* [WHAT TO WORK ON]: Add 20 to every number in the pixel coordinates in the entries below, from the first line through the line containing "(1135, 277)". Write out that whole stretch again with the requests included.

Excerpts from point annotation data:

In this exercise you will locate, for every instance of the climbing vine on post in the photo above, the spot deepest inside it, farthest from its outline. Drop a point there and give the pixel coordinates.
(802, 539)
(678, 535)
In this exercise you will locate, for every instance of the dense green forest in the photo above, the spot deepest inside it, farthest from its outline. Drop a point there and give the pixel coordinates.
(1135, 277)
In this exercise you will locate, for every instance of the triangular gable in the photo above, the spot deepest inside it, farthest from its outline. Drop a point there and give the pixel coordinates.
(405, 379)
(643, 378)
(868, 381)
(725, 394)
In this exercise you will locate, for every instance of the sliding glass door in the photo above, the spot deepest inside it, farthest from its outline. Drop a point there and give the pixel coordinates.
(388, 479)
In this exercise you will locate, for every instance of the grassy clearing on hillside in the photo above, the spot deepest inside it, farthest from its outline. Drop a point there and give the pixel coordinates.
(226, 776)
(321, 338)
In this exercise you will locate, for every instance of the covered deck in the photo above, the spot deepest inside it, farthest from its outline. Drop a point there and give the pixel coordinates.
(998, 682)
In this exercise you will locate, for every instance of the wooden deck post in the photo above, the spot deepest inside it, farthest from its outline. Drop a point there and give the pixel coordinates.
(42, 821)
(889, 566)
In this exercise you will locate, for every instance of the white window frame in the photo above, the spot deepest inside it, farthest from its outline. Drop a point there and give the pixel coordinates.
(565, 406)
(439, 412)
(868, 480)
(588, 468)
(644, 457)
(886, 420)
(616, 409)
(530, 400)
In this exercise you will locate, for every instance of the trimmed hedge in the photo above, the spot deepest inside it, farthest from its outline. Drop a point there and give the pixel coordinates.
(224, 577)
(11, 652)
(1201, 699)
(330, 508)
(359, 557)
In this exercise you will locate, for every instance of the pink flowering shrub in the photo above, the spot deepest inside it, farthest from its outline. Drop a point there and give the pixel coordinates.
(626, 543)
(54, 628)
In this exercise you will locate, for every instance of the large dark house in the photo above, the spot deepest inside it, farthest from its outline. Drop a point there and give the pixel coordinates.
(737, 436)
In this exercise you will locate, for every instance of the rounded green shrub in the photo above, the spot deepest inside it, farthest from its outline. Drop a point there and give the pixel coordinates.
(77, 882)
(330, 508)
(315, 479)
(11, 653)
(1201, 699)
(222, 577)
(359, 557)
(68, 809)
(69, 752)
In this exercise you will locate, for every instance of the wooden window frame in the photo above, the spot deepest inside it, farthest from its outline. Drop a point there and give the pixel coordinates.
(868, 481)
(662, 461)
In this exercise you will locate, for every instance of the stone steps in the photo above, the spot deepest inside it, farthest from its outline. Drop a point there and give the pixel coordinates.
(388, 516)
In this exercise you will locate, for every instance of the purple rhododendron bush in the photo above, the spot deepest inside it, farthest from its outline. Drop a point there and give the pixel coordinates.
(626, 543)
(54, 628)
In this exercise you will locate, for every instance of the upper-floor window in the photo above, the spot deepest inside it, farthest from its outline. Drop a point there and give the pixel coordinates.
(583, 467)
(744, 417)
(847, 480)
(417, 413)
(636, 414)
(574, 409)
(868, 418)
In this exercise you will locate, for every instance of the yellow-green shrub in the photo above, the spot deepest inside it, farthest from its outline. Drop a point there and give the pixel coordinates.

* [RESPONSE]:
In this exercise you will locate, for every instance of the climbing vine on post in the photo above, the spot deepest inside it, farthest from its outline. Drop a point there and give the pixel coordinates.
(822, 559)
(698, 555)
In this exercise you will locate, for every instance of the dense green forest in the photo above, the spot deepest inside it, farthest from its outline. Drop a point there and give the pixel coordinates.
(1155, 297)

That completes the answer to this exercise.